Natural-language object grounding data
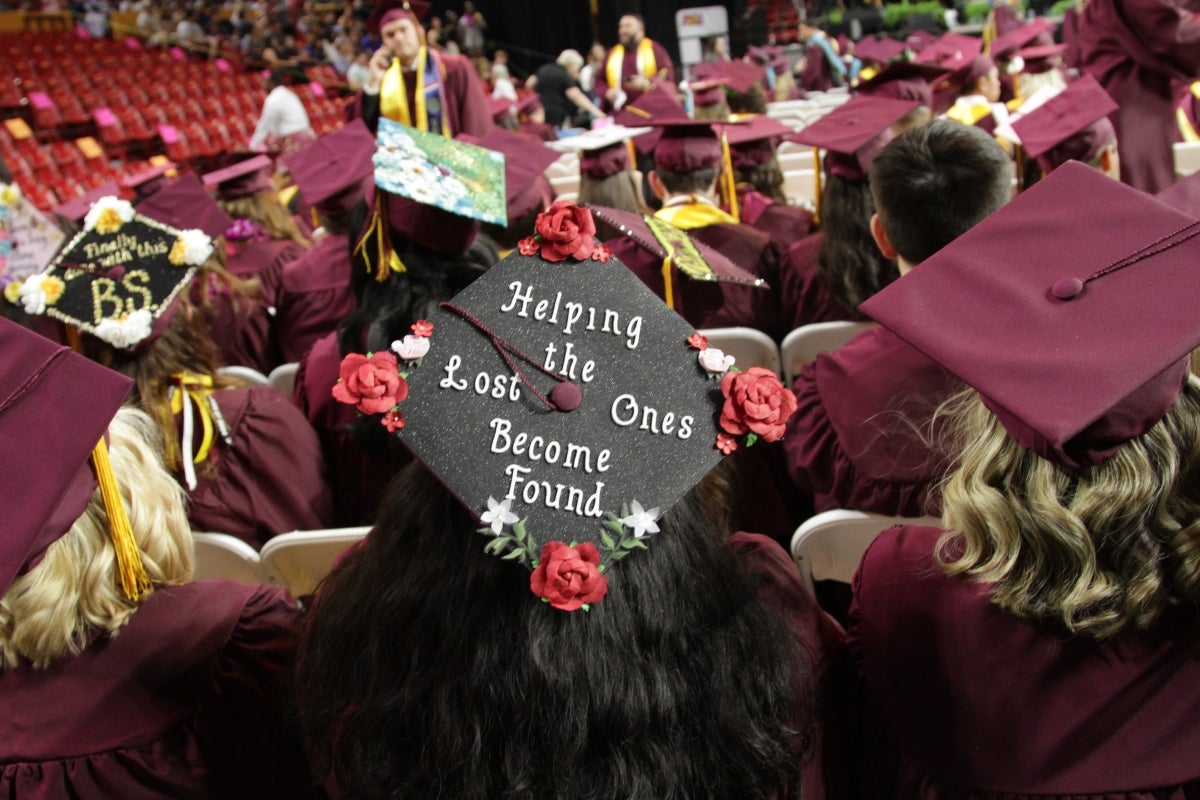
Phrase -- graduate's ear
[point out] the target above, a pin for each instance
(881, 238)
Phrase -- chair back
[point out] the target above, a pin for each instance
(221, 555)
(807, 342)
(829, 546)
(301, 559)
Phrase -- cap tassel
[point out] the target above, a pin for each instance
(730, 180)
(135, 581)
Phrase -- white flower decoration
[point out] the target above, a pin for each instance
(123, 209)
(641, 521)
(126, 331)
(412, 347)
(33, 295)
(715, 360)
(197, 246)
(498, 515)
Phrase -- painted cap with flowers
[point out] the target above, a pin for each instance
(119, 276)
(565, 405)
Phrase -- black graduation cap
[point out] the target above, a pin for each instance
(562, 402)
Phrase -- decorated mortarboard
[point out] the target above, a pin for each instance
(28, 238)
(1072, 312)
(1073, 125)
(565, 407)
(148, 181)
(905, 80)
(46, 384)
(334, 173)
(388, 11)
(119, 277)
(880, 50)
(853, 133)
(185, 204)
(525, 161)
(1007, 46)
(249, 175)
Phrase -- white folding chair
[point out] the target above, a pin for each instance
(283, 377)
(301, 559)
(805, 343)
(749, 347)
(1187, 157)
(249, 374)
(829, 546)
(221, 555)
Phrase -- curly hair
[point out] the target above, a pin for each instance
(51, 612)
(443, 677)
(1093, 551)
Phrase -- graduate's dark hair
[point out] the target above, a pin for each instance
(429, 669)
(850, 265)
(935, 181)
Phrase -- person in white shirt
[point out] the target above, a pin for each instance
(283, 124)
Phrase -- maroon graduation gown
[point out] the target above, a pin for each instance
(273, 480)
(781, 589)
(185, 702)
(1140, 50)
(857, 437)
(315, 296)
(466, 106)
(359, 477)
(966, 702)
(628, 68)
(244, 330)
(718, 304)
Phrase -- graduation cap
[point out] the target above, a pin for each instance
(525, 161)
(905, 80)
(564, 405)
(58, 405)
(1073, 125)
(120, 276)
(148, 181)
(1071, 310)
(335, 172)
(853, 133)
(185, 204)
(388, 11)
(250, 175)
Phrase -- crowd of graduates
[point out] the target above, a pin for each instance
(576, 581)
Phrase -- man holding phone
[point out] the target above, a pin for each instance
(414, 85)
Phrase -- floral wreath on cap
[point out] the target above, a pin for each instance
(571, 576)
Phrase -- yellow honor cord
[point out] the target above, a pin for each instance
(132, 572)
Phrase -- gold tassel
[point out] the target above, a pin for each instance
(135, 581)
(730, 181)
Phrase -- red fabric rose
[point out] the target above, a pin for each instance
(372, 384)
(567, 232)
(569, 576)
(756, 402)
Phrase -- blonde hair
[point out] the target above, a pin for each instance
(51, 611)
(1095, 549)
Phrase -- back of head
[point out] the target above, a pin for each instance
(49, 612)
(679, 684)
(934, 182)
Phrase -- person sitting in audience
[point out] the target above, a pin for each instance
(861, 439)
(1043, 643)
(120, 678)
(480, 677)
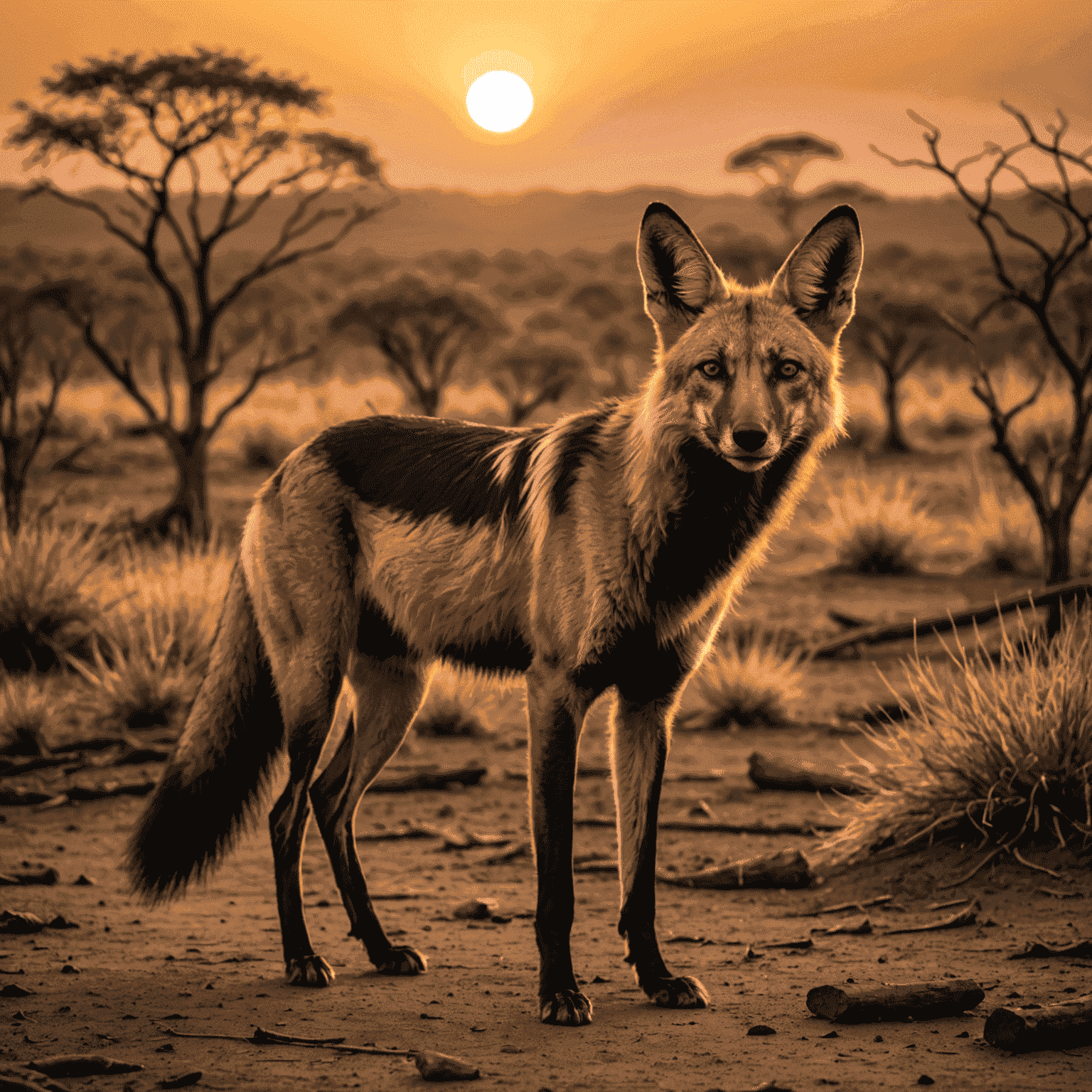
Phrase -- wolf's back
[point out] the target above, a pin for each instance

### What needs to be done:
Across the records above, in how many lines does the string "back" appear? Reply with the figure alone.

### Written answer:
3